What to work on :: Exact reproduction of the following data is required.

[Records from a collection]
== Segment start ==
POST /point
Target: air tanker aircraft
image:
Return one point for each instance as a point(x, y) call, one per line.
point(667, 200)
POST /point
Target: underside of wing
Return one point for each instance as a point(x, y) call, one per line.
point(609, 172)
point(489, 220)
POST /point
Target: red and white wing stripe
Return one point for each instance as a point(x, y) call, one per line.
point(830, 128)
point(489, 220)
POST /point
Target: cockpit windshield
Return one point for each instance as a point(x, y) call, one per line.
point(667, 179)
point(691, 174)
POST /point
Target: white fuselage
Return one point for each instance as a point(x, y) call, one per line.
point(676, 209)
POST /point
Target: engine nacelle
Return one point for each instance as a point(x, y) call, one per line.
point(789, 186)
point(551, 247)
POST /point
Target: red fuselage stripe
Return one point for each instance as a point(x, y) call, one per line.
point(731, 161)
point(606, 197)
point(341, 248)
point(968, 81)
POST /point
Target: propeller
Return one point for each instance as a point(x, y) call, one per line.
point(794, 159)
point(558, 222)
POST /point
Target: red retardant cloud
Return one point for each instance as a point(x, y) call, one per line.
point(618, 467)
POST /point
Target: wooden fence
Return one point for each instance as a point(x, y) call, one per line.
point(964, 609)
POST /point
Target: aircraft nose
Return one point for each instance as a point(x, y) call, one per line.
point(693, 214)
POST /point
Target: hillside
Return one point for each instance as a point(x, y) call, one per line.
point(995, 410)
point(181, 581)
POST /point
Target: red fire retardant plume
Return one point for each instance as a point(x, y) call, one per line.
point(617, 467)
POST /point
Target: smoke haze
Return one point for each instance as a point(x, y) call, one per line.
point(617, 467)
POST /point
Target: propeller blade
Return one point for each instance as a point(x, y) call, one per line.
== Segment end ==
Expected answer ::
POST /point
Target: air tanker aircraft
image:
Return one point for each instance as a point(x, y) call, one per line.
point(667, 200)
POST /point
Target: underside of wing
Return one point for each instance as a point(x, y) call, one per line.
point(609, 172)
point(489, 220)
POST /point
Target: red and white wing stripe
Return one point for each instance as a point(x, y) call, one per line.
point(830, 128)
point(489, 220)
POST /point
Target: cockpit windshield
Return one point for each instance as a point(x, y) call, one per line.
point(667, 179)
point(691, 174)
POST /point
Target: white fuselage
Return one point for each instance as a point(x, y) call, one per line.
point(676, 209)
POST /point
Target: engine nacelle
Return one point for each instance as a point(x, y) call, one per line.
point(789, 186)
point(551, 247)
POST /point
Target: red fuselage stripe
Return one point for each instance as a point(x, y) call, one per line.
point(731, 161)
point(606, 197)
point(341, 248)
point(968, 81)
POST /point
Target: propeller
Return one point for each instance as a point(x, y) call, one per line.
point(794, 159)
point(558, 222)
POST /point
Target: red retardant cloud
Return one point for each instance as a point(x, y) call, one per line.
point(618, 467)
POST /point
Target: wooden fence
Return one point for each instance as a point(x, y) call, one per line.
point(964, 609)
POST /point
Target: aircraft nose
Return one point for each instance as a point(x, y) call, one per line.
point(693, 214)
POST /point
Target: hillside
Return one point for each instance as a point(x, y) call, one per line.
point(995, 410)
point(181, 581)
POST /point
Target: red fire retardant plume
Return one point for each instance as a point(x, y) call, one per line.
point(617, 467)
POST /point
Target: smoke haze
Return one point for each instance as a point(x, y) call, one per line.
point(617, 467)
POST /point
Target: propeller blade
Return one point for each instance as a point(x, y) call, one per line.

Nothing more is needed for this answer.